*What you have to do:*
Starting at the first line below, copy through to the last line exactly.

*Given information:*
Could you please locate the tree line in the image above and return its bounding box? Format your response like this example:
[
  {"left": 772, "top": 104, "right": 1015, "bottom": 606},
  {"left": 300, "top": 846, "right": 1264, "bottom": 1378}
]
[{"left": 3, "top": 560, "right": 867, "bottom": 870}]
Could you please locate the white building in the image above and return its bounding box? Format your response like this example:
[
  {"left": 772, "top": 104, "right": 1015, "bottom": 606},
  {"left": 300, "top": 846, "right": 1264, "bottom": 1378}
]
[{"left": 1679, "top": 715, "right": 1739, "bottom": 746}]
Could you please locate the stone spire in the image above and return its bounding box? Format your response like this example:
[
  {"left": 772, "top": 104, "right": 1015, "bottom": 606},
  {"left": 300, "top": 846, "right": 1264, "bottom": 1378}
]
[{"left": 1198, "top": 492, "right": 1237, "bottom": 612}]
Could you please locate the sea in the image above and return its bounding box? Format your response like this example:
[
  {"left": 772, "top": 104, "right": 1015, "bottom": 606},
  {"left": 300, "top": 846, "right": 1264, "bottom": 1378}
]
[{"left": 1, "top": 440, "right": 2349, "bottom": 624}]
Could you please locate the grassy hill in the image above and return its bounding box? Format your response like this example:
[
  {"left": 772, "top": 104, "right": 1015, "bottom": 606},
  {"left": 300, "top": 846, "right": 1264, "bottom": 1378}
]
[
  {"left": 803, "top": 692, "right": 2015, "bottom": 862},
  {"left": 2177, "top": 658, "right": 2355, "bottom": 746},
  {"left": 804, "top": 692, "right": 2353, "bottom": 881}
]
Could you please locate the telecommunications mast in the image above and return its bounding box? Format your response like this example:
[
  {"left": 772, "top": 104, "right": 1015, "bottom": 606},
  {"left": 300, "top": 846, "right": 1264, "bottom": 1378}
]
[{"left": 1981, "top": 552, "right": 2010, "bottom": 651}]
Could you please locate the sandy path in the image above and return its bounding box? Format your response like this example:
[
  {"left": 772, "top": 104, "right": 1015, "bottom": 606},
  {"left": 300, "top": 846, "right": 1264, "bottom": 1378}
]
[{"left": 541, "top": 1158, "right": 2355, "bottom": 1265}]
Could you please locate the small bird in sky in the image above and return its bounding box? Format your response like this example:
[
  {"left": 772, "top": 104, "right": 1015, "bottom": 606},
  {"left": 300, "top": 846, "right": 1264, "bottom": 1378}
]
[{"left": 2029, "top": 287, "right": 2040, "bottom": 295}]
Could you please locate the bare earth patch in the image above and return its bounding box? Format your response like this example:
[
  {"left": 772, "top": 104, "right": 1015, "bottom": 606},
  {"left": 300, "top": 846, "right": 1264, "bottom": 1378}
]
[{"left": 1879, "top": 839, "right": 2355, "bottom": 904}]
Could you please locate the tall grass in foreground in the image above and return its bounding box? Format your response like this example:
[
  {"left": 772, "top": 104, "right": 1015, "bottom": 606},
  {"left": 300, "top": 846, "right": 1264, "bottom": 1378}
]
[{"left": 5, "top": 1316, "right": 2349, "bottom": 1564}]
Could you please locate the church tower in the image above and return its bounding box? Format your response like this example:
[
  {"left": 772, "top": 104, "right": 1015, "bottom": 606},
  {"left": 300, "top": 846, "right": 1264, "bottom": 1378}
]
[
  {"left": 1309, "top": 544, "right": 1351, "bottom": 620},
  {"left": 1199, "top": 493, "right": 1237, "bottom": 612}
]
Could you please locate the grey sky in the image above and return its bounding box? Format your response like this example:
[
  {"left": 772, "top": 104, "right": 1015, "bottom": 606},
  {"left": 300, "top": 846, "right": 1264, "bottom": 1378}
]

*Reply:*
Could you please locate the tree line in the image above and return its bounding box? Format your response like this example:
[
  {"left": 772, "top": 104, "right": 1015, "bottom": 606},
  {"left": 300, "top": 846, "right": 1264, "bottom": 1378}
]
[{"left": 3, "top": 560, "right": 867, "bottom": 870}]
Could you please locate the white building in the image above and return its bounding box? Format your response like this example:
[
  {"left": 772, "top": 104, "right": 1015, "bottom": 606},
  {"left": 300, "top": 846, "right": 1264, "bottom": 1378}
]
[{"left": 1679, "top": 715, "right": 1739, "bottom": 746}]
Could you please locate the stone spire in the image above and return its bounding box? Format your response like this example:
[
  {"left": 772, "top": 104, "right": 1015, "bottom": 606},
  {"left": 300, "top": 846, "right": 1264, "bottom": 1378}
]
[{"left": 1198, "top": 492, "right": 1237, "bottom": 612}]
Could you please locate the sea in the image above and return its bounding box? Format your response like this example:
[
  {"left": 772, "top": 104, "right": 1015, "bottom": 606},
  {"left": 300, "top": 846, "right": 1264, "bottom": 1378}
]
[{"left": 1, "top": 440, "right": 2349, "bottom": 624}]
Could you please locate the grassy hill in the image above and return its bounding box? Format your response like this example:
[
  {"left": 772, "top": 104, "right": 1015, "bottom": 606},
  {"left": 300, "top": 846, "right": 1264, "bottom": 1378}
]
[
  {"left": 803, "top": 692, "right": 2015, "bottom": 862},
  {"left": 2177, "top": 658, "right": 2355, "bottom": 746},
  {"left": 804, "top": 692, "right": 2353, "bottom": 881}
]
Could you please locate the telecommunications mast in the image above and return its bounding box? Format your response like this example:
[
  {"left": 772, "top": 104, "right": 1015, "bottom": 606},
  {"left": 300, "top": 846, "right": 1264, "bottom": 1378}
]
[{"left": 1981, "top": 552, "right": 2010, "bottom": 651}]
Could you please locate the sandy path in the image above and return its bounding box? Format your response like this example:
[
  {"left": 772, "top": 104, "right": 1015, "bottom": 606},
  {"left": 300, "top": 846, "right": 1264, "bottom": 1378}
]
[{"left": 541, "top": 1158, "right": 2355, "bottom": 1265}]
Could you please locate the small bird in sky in the image above and return its bounding box? Format your response like this example:
[
  {"left": 772, "top": 104, "right": 1015, "bottom": 606},
  {"left": 300, "top": 846, "right": 1264, "bottom": 1378}
]
[{"left": 2029, "top": 287, "right": 2040, "bottom": 295}]
Could you please locate the bare earth patch in the image above and return its bounding box? Format your response like this example:
[
  {"left": 772, "top": 104, "right": 1015, "bottom": 606},
  {"left": 300, "top": 846, "right": 1264, "bottom": 1378}
]
[{"left": 1879, "top": 839, "right": 2355, "bottom": 904}]
Could you please locate the tall grass in foreground in the image above and return its bounding box? Format your response like this example:
[
  {"left": 772, "top": 104, "right": 1015, "bottom": 606},
  {"left": 300, "top": 846, "right": 1264, "bottom": 1378}
]
[{"left": 5, "top": 1316, "right": 2349, "bottom": 1564}]
Could you please locate the church tower in the image above and return its bounding box? Format your response like this example:
[
  {"left": 772, "top": 104, "right": 1015, "bottom": 606},
  {"left": 300, "top": 846, "right": 1264, "bottom": 1378}
]
[
  {"left": 1309, "top": 544, "right": 1351, "bottom": 620},
  {"left": 1199, "top": 493, "right": 1237, "bottom": 612}
]
Could you please locate the grey sky in the image above and return its bounding box? Format your response like this example:
[
  {"left": 772, "top": 104, "right": 1015, "bottom": 606},
  {"left": 300, "top": 846, "right": 1264, "bottom": 1378}
]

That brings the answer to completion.